* USING THE INFORMATION *
1 - According to the passage about Peace Corps volunteers, how far north of Lake Victoria was the community school where Robert Griffiths taught English?
2 - Repeat the passage about Peace Corps volunteers from "When she asked" to "in a lean-to.".
3 - Carry on writing the passage about Peace Corps volunteers from the point where it stops.

* TEXT BLOCK *

-- Opening Marker --

When she asked the people what they wanted to learn, they told her they wanted information about nutrition and how to keep their children from catching colds and flu. She helped organize a government speaker series to bring that educational material to the village. Thomsen then worked as a Peace Corps volunteer with the USAID traveling around Costa Rica working with other volunteers. One of her projects was the opening of a brick schoolhouse in a town where children had been sitting on logs in a lean-to.
Lifelong connections
UC Davis alumnus Robert Griffiths taught English in a community school in Kenya, 20 kilometers north of Lake Victoria. The school received no government support, so the headmaster would kick students out of class until their families could pay the fees.
Griffiths had eight students who were particularly bright but also poor enough to be regularly kicked out of school. Griffiths' mother worked at an office at Stanford where he had had a summer job. He asked the people in the office for small donations of $10 to help pay the fees, which they were able to do for a year until the students completed secondary school.
"About 10 years later, I went back to visit my school and tracked down many of these eight students," Griffiths said. "Seven of them had completed at least a bachelor's degree at the university."
One got a master's degree and published poetry in Swahili. His youngest sister is named Patricia, after Griffiths mother. Another was teaching math and physics at a government high school.
"He proudly introduced me to the rest of the staff in the teachers' room, telling them that I had helped him get an education and succeed in his life," said Griffiths, who teaches English as a second language and job skills to adults at the downtown campus of the City College of San Francisco.
Big challenges and small changes
Ariana Metchik, a 2005 UCLA graduate, spent two years as a community health educator in Mauritania, a West African Islamic country bordered by Senegal, Malawi and Algeria. She worked on AIDS education and polio immunization programs, organized traditional midwife training and started a health club for elementary students. But living in a patriarchal community where women had few rights was bit of a culture shock, she said — one that inspired her to start a literacy program for the women in her village, most of whom had never seen a written word. By the time she left her post in 2007, they hadn't exactly learned to read and write, she said, "but there was a whole group of women who thought there were possibilities for themselves. I think they loved learning, and I think it instilled in them the idea of a world where their daughters could learn."

-- Closing Marker --

* SUPPLIED INFORMATION *
-- Opening Marker --

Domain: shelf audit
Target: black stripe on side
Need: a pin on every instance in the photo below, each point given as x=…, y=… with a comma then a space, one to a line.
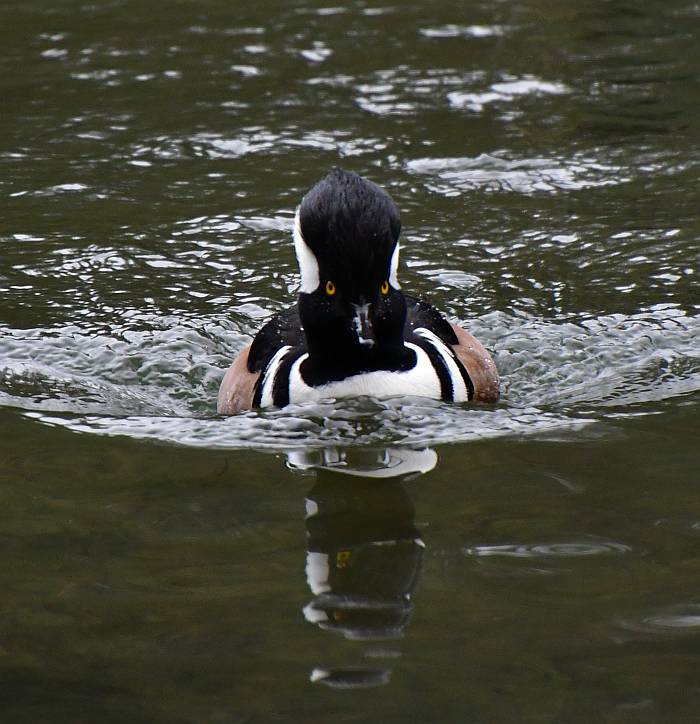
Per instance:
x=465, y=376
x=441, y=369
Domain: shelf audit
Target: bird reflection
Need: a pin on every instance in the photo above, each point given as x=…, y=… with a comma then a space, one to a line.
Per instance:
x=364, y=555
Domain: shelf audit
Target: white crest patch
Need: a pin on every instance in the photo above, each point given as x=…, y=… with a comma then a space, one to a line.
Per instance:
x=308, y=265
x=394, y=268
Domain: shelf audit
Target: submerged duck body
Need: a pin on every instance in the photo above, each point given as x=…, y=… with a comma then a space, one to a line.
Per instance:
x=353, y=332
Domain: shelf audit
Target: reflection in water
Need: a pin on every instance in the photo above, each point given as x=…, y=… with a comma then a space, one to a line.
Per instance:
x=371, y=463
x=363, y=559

-- Closing Marker --
-- Opening Marker --

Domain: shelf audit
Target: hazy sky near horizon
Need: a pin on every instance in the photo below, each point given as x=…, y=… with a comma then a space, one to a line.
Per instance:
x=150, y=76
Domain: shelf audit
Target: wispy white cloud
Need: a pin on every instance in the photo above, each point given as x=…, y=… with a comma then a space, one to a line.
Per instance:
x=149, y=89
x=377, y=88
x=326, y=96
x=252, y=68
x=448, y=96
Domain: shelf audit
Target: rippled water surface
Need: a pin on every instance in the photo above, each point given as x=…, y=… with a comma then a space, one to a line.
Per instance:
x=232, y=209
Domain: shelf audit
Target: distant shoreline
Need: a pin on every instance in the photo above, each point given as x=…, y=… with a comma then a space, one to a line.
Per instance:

-- Closing Marker --

* ANSWERS *
1 - 20 kilometers

2 -
When she asked the people what they wanted to learn, they told her they wanted information about nutrition and how to keep their children from catching colds and flu. She helped organize a government speaker series to bring that educational material to the village. Thomsen then worked as a Peace Corps volunteer with the USAID traveling around Costa Rica working with other volunteers. One of her projects was the opening of a brick schoolhouse in a town where children had been sitting on logs in a lean-to.

3 -
Metchik, who is now working in a UCLA substance abuse research program while applying to medical schools, met her boyfriend in the Peace Corps. Fellow Mauritania volunteer Keith Gaddis, now a UCLA doctoral student in ecology and evolution, lived in the regional capital of Atar and worked with the mayor's office on setting up a trash disposal plan for the town. He later moved to the national capital and worked on after school mentoring programs for high school girls. He doubled the number of mentoring centers to 16 and started 10 more for elementary school students.
"It humbled me," Gaddis said. "At the same time it gave me a lot more confidence. It made me feel like I was resourceful."
Changes that last a lifetime
Bryant Wieneke, a UC Riverside alumnus, served as a Peace Corps volunteer in Niger teaching, in French, at an agricultural school from 1974 to 1976. The fact that he knew nothing about farming and didn't speak French gave him the confidence, he said, to think nothing is impossible.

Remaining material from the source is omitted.